*** Begin section ***
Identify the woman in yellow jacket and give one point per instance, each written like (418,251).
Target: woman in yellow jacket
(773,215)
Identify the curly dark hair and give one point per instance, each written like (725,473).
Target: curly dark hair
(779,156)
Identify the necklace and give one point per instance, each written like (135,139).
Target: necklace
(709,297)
*** End section ***
*** Begin section ***
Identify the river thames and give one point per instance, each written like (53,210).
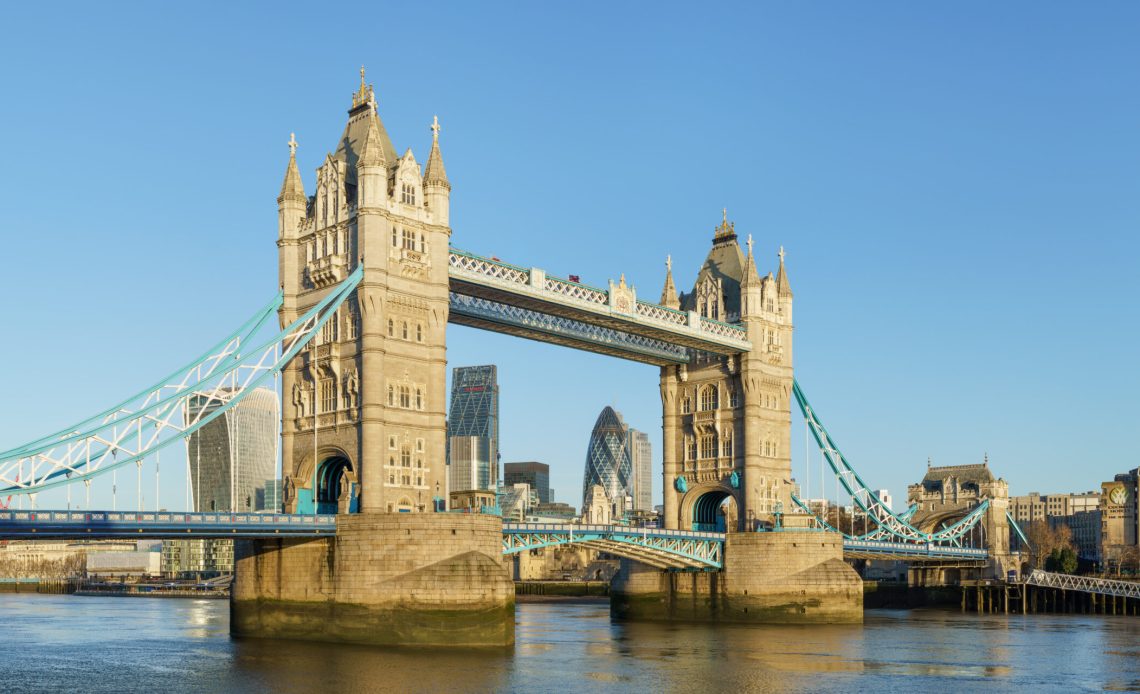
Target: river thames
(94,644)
*** End section ***
Where a line above holds the string "each", copy that line.

Solved problem |
Identify the woman in yellow jacket and give one point per instance, each written like (418,251).
Identify the curly dark hair and give one point per instance, each written like (725,473).
Identify the necklace and give one point per instance, each written like (135,139).
Identify the river thames and give one point per instance, each written like (53,210).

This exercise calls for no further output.